PROBLEM REQUIREMENTS: Repeat exactly the lines of the listing from the line containing "cabinet, each point like" through its last line, and nothing beyond them.

(Excerpts from point annotation data)
------------------------------------------------
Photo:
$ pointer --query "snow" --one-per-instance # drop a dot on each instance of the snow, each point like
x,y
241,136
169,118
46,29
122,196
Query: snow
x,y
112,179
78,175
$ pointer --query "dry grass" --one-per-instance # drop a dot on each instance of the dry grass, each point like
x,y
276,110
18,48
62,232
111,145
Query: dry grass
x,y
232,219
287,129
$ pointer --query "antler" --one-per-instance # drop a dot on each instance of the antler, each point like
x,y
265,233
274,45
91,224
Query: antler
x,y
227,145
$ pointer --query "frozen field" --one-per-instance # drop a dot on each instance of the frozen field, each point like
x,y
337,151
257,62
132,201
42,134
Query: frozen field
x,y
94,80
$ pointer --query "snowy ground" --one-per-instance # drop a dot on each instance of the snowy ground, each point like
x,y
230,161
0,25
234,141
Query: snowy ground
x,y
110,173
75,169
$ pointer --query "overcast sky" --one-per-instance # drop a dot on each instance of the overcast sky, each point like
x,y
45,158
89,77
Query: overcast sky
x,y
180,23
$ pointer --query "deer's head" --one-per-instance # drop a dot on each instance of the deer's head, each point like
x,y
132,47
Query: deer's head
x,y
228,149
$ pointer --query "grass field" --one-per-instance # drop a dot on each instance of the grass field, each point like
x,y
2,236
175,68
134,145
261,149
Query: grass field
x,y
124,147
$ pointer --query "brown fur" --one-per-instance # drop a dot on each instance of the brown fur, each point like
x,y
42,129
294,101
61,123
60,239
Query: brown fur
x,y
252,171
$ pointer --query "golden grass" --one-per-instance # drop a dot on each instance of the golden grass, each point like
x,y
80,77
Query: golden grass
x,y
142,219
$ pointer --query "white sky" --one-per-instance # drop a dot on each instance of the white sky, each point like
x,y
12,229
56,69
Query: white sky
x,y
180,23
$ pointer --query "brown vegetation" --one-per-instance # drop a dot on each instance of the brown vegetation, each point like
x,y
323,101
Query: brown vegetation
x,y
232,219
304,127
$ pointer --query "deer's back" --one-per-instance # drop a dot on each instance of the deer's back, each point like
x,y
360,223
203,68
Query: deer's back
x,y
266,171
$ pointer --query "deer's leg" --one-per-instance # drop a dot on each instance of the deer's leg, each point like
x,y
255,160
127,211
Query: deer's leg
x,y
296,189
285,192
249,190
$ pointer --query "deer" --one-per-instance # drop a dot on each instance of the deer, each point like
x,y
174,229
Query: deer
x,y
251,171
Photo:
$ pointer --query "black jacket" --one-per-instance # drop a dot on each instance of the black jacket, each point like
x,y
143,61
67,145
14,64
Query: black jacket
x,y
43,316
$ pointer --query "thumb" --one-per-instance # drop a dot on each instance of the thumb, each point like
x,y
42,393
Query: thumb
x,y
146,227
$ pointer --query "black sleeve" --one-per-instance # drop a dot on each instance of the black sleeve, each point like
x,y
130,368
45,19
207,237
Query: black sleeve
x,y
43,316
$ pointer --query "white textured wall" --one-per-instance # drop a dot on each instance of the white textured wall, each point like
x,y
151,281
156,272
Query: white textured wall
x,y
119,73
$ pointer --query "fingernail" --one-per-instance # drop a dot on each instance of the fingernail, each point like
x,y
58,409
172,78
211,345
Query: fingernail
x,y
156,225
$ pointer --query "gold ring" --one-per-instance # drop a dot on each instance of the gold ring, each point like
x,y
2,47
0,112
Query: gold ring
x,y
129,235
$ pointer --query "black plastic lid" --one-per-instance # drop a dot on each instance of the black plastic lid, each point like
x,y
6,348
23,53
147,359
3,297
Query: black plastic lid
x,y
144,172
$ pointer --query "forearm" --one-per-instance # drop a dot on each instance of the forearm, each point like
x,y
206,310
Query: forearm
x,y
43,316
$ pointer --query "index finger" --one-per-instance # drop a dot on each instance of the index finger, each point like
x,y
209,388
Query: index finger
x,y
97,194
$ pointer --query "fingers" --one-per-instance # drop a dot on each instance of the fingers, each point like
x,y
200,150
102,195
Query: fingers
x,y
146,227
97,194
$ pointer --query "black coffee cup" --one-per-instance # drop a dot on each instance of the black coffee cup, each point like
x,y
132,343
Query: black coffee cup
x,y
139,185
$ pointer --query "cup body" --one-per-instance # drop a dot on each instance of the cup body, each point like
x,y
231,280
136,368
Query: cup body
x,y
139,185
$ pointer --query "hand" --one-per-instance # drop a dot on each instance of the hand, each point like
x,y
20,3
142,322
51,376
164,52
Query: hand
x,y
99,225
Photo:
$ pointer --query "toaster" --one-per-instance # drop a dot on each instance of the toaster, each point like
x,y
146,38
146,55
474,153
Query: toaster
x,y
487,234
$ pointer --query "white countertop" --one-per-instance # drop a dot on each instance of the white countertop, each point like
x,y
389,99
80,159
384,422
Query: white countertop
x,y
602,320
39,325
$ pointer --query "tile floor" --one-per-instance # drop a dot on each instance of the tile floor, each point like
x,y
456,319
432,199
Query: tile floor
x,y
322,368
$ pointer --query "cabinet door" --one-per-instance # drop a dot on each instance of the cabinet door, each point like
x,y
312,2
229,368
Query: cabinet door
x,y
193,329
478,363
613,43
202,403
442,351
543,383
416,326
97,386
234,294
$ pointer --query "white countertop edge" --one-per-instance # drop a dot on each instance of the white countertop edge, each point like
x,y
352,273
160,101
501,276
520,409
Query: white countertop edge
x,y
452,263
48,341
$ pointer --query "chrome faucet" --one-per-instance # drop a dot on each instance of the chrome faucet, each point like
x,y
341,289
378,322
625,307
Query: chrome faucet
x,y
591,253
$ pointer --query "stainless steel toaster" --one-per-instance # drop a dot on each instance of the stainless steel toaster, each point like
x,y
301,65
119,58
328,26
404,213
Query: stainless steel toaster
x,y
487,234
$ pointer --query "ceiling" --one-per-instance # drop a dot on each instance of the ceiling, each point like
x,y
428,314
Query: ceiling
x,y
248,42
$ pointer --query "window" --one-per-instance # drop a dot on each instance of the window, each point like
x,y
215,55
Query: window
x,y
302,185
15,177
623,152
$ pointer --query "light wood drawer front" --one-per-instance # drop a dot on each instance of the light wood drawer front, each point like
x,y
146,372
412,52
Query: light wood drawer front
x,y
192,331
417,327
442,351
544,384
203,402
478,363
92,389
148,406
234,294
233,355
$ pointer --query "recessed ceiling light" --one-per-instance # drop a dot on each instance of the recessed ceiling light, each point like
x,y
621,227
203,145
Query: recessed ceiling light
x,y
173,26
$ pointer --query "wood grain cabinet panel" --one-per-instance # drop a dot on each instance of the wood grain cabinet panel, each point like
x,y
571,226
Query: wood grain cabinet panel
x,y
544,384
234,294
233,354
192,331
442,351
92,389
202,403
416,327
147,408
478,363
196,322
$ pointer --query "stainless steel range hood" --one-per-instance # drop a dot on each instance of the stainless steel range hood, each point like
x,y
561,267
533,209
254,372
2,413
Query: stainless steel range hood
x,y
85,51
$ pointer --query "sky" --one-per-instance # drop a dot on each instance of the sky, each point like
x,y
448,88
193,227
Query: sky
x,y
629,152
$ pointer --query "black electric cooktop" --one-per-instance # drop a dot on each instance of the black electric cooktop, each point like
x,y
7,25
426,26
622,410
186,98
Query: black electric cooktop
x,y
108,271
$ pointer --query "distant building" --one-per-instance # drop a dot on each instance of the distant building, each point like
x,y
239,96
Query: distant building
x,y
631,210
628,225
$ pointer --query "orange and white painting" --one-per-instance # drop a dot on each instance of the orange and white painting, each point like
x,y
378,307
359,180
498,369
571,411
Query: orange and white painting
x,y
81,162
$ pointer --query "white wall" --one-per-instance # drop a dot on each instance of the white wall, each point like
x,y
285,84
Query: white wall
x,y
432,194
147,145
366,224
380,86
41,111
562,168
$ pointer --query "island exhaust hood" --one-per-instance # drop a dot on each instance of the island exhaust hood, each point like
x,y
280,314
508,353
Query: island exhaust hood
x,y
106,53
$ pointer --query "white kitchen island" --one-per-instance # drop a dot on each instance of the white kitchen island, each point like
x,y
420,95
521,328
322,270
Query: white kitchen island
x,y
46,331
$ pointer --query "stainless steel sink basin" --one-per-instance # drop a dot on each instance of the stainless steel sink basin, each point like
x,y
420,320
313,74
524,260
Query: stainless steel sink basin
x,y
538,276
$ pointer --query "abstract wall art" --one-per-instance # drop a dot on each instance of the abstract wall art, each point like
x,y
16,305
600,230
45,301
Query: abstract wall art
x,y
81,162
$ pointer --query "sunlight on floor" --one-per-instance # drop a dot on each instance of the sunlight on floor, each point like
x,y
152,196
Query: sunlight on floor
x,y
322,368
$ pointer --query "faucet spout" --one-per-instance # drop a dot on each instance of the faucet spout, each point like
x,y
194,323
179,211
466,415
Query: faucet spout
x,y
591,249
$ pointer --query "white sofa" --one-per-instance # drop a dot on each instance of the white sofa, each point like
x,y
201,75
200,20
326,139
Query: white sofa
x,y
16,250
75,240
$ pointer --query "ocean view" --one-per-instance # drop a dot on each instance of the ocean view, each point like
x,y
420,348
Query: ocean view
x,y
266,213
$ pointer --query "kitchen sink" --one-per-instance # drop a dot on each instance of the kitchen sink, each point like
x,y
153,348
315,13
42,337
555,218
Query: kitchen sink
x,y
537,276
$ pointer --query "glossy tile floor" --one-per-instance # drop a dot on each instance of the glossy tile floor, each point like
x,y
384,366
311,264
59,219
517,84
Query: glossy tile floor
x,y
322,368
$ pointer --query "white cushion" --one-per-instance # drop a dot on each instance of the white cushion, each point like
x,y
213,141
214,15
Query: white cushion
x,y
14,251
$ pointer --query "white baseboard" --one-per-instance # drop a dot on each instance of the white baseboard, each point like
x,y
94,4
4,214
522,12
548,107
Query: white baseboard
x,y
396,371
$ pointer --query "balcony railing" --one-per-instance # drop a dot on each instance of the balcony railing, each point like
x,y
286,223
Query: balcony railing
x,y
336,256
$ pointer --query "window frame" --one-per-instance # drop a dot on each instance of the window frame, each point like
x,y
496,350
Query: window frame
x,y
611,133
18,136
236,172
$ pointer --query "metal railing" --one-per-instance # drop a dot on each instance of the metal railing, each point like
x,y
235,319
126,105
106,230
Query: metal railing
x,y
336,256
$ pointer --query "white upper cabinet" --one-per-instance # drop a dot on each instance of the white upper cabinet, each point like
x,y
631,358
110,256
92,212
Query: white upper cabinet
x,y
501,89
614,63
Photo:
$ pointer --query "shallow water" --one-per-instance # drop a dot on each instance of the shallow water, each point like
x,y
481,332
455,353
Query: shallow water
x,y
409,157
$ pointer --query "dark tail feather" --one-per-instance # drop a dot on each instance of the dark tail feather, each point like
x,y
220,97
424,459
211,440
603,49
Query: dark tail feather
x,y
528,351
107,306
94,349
------------------------------------------------
WORKED ANSWER:
$ pointer --query "white upper cabinet" --one-per-instance # drop a dot on each instance of the white upper cabinet, each point like
x,y
631,358
110,256
92,212
Query: white upper cabinet
x,y
501,89
614,63
Photo:
$ pointer --query "shallow water" --one-per-instance # drop a dot on each instance of the shallow water, each point like
x,y
481,332
455,353
Query: shallow water
x,y
409,157
$ pointer --query "dark tail feather" --one-per-instance # drop a dot on each instance of the dark tail feather, each point like
x,y
220,97
424,459
211,440
603,49
Query: dark tail feather
x,y
528,351
107,306
94,349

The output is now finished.